How did you get started as a creative director?
I’ve always considered myself a creative person first, a business person by accident. Growing up I played 5 instruments, was a classically trained singer, had a radio show and wrote voraciously. While I started college as a music major, I finished with a degree in Psychology and Sociology while filling my electives with every writing, english and film class I could take. I’ve filled many roles throughout my career: chief marketing officer, business strategist, project manager and executive coach. All of these experiences inform the work I do today.
What hardware and software do you use for your work?
Hardware
- Macbook Air 13 inch
- iPad Mini
- iPhone (I once wrote an entire article using only my phone)
Software
- Evernote (my absolute favorite writing tool ever)
- Less Accounting
- Spreadsheets
- Sublime
- Shoes (I’m learning to code in Ruby)
- Marked (to generate beautiful PDFs using Markup)

[Records pointing to named objects]
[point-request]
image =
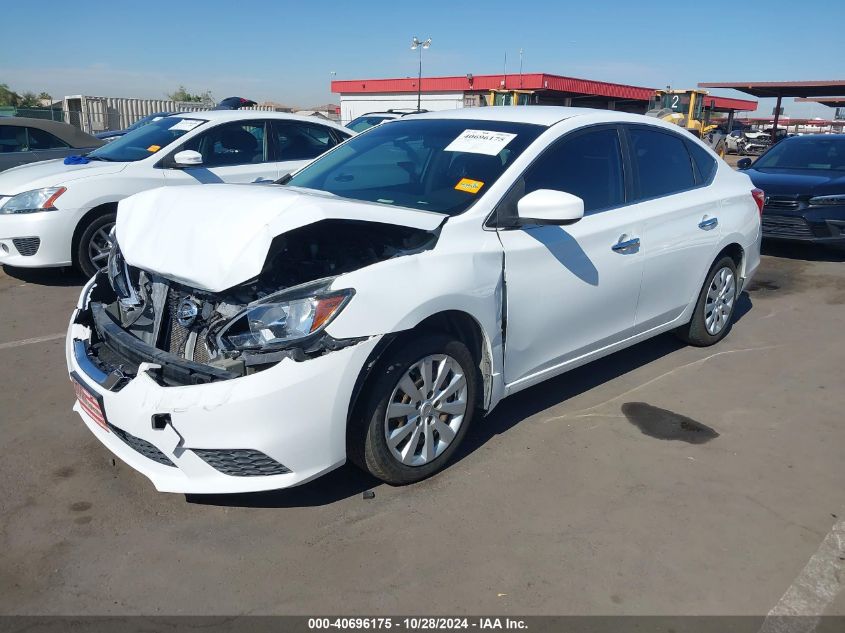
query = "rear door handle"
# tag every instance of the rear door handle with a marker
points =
(623, 245)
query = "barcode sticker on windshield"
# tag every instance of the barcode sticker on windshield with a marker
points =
(186, 125)
(480, 142)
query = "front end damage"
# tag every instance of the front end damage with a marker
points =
(194, 336)
(234, 390)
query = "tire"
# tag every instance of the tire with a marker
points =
(708, 326)
(92, 240)
(432, 434)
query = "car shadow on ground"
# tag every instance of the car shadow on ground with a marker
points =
(46, 276)
(348, 481)
(804, 252)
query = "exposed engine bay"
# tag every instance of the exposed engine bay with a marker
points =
(196, 336)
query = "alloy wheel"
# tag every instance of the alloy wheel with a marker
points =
(425, 410)
(721, 295)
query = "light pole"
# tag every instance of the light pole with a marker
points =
(417, 44)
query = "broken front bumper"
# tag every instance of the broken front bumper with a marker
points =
(273, 429)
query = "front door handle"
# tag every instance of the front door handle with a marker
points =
(624, 246)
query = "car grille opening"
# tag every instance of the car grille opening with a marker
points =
(241, 462)
(141, 446)
(27, 246)
(189, 343)
(781, 203)
(785, 226)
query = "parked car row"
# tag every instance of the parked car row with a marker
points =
(385, 296)
(61, 212)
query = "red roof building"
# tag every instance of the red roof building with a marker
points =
(358, 96)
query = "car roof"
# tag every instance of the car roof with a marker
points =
(66, 132)
(544, 115)
(241, 115)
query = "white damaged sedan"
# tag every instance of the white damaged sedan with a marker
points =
(393, 291)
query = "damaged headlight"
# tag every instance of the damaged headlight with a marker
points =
(284, 317)
(118, 273)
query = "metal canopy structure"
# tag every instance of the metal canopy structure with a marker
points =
(833, 102)
(781, 89)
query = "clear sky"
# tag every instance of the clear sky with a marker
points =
(286, 51)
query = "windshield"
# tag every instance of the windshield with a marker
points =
(145, 141)
(441, 165)
(805, 153)
(366, 122)
(147, 120)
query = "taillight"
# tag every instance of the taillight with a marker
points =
(759, 198)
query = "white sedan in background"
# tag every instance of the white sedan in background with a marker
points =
(397, 289)
(60, 212)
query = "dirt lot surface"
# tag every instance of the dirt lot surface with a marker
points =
(664, 479)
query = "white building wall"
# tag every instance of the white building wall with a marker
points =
(354, 105)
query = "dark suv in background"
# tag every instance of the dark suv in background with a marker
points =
(804, 181)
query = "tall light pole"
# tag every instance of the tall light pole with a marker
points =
(417, 44)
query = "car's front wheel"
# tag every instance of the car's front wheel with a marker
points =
(94, 244)
(714, 310)
(417, 410)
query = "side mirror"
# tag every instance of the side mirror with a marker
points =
(547, 206)
(187, 158)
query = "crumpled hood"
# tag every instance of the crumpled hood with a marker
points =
(51, 173)
(216, 236)
(798, 183)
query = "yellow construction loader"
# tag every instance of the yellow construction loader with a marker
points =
(691, 110)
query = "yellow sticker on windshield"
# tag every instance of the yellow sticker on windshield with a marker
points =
(470, 186)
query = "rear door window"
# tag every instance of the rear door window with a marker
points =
(662, 162)
(12, 139)
(705, 164)
(301, 141)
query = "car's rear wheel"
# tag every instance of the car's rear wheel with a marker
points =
(714, 310)
(94, 244)
(417, 410)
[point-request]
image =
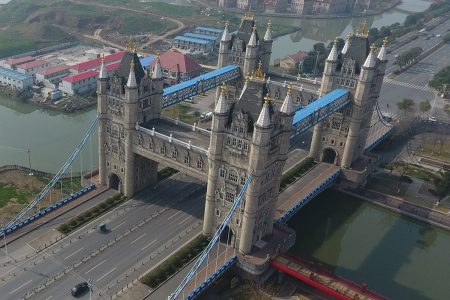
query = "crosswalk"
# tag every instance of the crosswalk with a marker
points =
(408, 85)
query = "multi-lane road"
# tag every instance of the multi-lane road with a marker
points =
(144, 231)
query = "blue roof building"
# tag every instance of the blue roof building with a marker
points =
(14, 79)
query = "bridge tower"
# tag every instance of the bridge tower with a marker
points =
(250, 134)
(340, 139)
(128, 97)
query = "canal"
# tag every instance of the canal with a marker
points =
(396, 256)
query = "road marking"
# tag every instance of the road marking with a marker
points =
(137, 239)
(172, 216)
(15, 290)
(118, 225)
(74, 253)
(148, 245)
(100, 263)
(184, 220)
(106, 274)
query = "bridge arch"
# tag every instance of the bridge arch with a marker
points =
(115, 183)
(329, 155)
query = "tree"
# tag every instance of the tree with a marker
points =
(442, 184)
(425, 106)
(406, 104)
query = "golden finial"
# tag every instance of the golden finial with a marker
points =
(258, 73)
(249, 15)
(362, 29)
(130, 45)
(223, 88)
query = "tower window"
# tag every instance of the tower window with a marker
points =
(233, 176)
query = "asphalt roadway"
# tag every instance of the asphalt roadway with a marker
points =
(177, 205)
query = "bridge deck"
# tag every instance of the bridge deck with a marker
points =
(179, 132)
(304, 186)
(318, 277)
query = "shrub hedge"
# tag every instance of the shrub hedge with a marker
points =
(296, 172)
(175, 262)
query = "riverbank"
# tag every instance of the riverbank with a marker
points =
(379, 10)
(402, 206)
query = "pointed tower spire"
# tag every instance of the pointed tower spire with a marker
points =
(157, 73)
(333, 56)
(264, 116)
(103, 73)
(347, 43)
(268, 35)
(131, 83)
(252, 41)
(288, 107)
(371, 58)
(382, 54)
(221, 106)
(244, 88)
(226, 35)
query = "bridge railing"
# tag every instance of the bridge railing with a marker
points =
(170, 139)
(194, 127)
(319, 110)
(321, 187)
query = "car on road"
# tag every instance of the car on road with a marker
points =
(79, 289)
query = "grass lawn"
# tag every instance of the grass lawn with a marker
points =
(438, 150)
(182, 111)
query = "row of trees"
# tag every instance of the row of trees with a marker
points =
(408, 56)
(441, 80)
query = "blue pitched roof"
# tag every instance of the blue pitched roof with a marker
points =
(145, 62)
(319, 103)
(188, 39)
(201, 36)
(209, 29)
(13, 74)
(209, 75)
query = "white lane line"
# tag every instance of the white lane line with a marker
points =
(140, 237)
(74, 253)
(185, 220)
(97, 265)
(104, 275)
(15, 290)
(118, 225)
(172, 216)
(148, 245)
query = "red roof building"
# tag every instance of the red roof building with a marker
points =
(177, 67)
(95, 63)
(13, 62)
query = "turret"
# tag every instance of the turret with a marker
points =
(224, 48)
(220, 117)
(267, 48)
(251, 53)
(258, 161)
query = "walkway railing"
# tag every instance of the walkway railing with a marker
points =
(170, 139)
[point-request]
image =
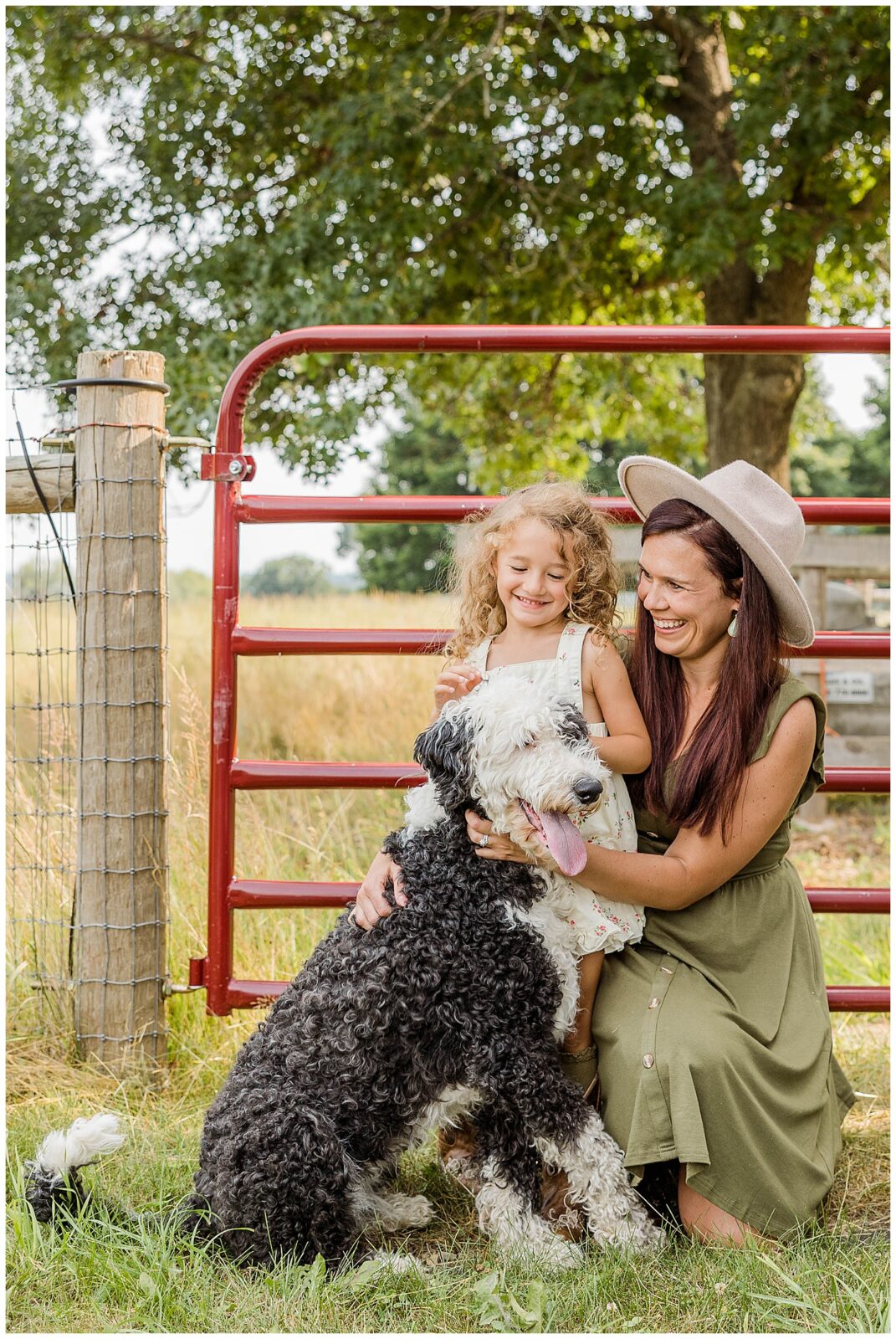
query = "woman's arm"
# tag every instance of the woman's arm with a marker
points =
(627, 749)
(695, 865)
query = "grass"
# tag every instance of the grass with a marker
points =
(98, 1276)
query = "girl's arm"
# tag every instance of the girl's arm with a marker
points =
(452, 685)
(694, 865)
(627, 749)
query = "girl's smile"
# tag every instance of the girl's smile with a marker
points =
(532, 576)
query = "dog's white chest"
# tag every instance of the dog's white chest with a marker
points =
(550, 919)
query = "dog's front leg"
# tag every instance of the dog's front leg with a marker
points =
(517, 1227)
(597, 1182)
(508, 1171)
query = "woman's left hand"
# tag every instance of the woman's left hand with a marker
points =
(499, 847)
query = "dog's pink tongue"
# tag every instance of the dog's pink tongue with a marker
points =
(564, 841)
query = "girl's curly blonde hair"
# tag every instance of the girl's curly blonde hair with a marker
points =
(583, 540)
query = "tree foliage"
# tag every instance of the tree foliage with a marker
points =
(292, 575)
(849, 464)
(265, 167)
(417, 459)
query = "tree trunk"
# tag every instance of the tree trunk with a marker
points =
(750, 398)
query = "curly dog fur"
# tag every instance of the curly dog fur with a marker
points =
(450, 1008)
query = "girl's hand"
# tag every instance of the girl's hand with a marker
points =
(371, 904)
(454, 683)
(499, 848)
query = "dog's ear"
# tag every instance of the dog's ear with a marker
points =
(443, 752)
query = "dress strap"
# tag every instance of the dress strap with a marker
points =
(572, 640)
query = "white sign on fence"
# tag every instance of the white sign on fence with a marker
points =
(849, 686)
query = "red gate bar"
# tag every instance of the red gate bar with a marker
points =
(858, 999)
(261, 774)
(269, 509)
(849, 900)
(842, 999)
(261, 894)
(389, 642)
(530, 339)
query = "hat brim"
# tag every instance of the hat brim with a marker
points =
(648, 482)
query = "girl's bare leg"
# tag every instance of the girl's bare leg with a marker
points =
(579, 1055)
(706, 1222)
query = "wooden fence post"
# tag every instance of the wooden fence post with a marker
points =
(120, 908)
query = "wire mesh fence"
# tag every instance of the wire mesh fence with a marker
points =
(87, 750)
(42, 767)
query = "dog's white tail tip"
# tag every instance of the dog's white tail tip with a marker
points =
(84, 1140)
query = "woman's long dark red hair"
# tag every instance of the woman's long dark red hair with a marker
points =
(710, 773)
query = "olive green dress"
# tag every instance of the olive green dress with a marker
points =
(714, 1035)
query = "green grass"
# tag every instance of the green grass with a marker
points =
(104, 1278)
(98, 1276)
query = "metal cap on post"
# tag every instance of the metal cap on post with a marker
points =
(120, 910)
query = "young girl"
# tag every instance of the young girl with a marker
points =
(537, 595)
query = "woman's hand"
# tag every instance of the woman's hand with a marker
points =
(454, 683)
(499, 847)
(371, 904)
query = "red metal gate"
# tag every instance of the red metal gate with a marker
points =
(228, 468)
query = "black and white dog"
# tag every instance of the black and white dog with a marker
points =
(453, 1006)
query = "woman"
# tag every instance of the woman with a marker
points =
(713, 1034)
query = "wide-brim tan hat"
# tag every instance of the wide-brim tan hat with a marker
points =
(755, 512)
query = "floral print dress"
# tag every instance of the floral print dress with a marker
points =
(599, 923)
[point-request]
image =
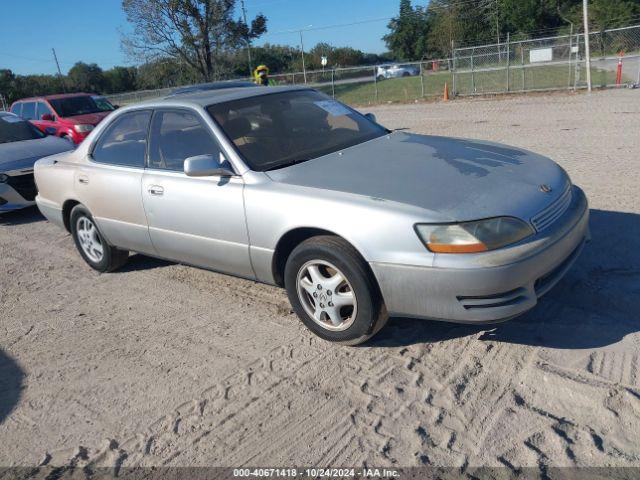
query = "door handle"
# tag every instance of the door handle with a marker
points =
(156, 190)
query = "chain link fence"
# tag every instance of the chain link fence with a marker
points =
(549, 63)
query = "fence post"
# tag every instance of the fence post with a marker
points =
(524, 85)
(333, 82)
(473, 76)
(375, 84)
(454, 92)
(508, 64)
(570, 56)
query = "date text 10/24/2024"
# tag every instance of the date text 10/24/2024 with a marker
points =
(317, 472)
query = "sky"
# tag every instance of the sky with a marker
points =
(90, 31)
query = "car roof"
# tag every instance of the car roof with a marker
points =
(199, 87)
(204, 98)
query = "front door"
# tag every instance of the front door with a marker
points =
(110, 184)
(199, 221)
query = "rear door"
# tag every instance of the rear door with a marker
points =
(199, 221)
(110, 183)
(47, 126)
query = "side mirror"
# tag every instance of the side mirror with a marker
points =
(207, 166)
(371, 117)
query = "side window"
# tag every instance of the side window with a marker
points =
(29, 110)
(124, 141)
(177, 135)
(42, 110)
(17, 109)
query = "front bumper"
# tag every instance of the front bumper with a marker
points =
(10, 199)
(490, 286)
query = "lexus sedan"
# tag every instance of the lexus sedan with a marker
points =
(286, 186)
(21, 144)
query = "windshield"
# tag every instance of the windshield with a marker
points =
(15, 129)
(72, 106)
(103, 104)
(276, 130)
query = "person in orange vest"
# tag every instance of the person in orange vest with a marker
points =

_TASK 1_
Please give the creative director interview again, starting at "How did you" and ending at "only my phone)", and substitute "Anthropology" for "Psychology".
_TASK 2_
Continue the creative director interview from where it stops.

_TASK ANSWER 1_
How did you get started as a creative director?
I’ve always considered myself a creative person first, a business person by accident. Growing up I played 5 instruments, was a classically trained singer, had a radio show and wrote voraciously. While I started college as a music major, I finished with a degree in Anthropology and Sociology while filling my electives with every writing, english and film class I could take. I’ve filled many roles throughout my career: chief marketing officer, business strategist, project manager and executive coach. All of these experiences inform the work I do today.
What hardware and software do you use for your work?
Hardware
- Macbook Air 13 inch
- iPad Mini
- iPhone (I once wrote an entire article using only my phone)

_TASK ANSWER 2_
- Slack - client communication
- Flowdock - internal communication
- Twitter (for connecting and for finding inspiring content)
- Pinterest (for inspiration)
- Dropbox
- Google Drive
- Google Calendar
- TripIt Pro
Analog
- Papermate sharpwriter pencils
- A glass sand turner (for time boxing projects)
- Paper calendar (personal planning)
- Notebooks - blank, never lined (too confining)
- Big sticky post-it notes
What are you working on now?
I just finished directing the design of the cover and illustrations for a book and the creative direction of a robot for exercism (designed by Louisa Barrett). I’m currently developing a brand for a technology consulting company and one for a personal passion project (A Bellissima Life). I’m also working several essays and two books: Developer’s Guide to Branding + Developer’s Guide to Marketing.
What is your ideal work environment?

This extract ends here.